═══ READING TEXT ═══

Open jenshnielsen opened 5 days ago

jenshnielsen commented 5 days ago

If pyright is installed from npm it will install itself with a cmd and powershell entry point on windows and a shell script on linux. When trying to run this script using uv run, to run it in uv's managed .venv on windows, it errors unless the cmd script is supplied or an explicit powershell is prefixed.

This is inconvenient since it means that the same command cannot be used to typecheck the code using pyright on windows and linux.

In summary:

The following does not work on windows:

uv run pyright errors with

error: Failed to spawn: `pyright`
  Caused by: program not found

uv run pyright.ps1

errors with:

error: Failed to spawn: `pyright.ps1`
  Caused by: %1 is not a valid Win32 application. (os error 193)

The following works:

On windows:

uv run pyright.cmd

uv run powershell pyright.ps1

  .venv\Scripts\activate
  pyright

On linux:

uv run pyright

charliermarsh commented 4 days ago

Is this the same as #8770?

jenshnielsen commented 4 days ago

@charliermarsh it's probably at least related. I think there are two different issues here.

═══ DATA SECTION ═══

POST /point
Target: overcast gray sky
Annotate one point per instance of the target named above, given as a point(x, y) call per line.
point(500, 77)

═══

EXERCISE TASK A:
Answer these questions from the text about running pyright with uv, one answer per line, marked (i), (ii), (iii) to match.
(i) Which two entry points does pyright install on Windows when it is installed from npm?
(ii) What error message does `uv run pyright.ps1` produce on Windows?
(iii) Which issue number does charliermarsh ask about?
EXERCISE TASK B:
Go on with the text about running pyright with uv, starting right after its last sentence.

EXERCISE RESPONSE A:
(i) A cmd entry point and a powershell entry point.
(ii) error: Failed to spawn: `pyright.ps1`, caused by: %1 is not a valid Win32 application. (os error 193)
(iii) #8770

EXERCISE RESPONSE B:
jenshnielsen commented 4 days ago

Did a test with nuitka and I think the problem is indeed the same as part 1 of this problem.

uv venv nuitka
uv pip install nuitka

then

uv run nuitka

fails with

error: Failed to spawn: `nuitka`
  Caused by: program not found

but

uv run nuitka.cmd

works as expected

jenshnielsen commented 3 days ago

The reason for issue number 1 e.g. not being able to call a cmd script without the extension is given here.

https://doc.rust-lang.org/std/process/struct.Command.html#platform-specific-behavior

Note on Windows: For executable files with the .exe extension, it can be omitted when specifying the program for this Command. However, if the file has a different extension, a filename including the extension needs to be provided, otherwise the file won’t be found.

Unlike powershell / cmd's behaviour std::process::Command will not execute a .cmd or .ps1 script unless the extension is included.

zanieb commented 3 days ago

We can fix the display of these (#9099), but I don't know if uv run foo.ps1 should work or if we should require uv run powershell foo.ps1.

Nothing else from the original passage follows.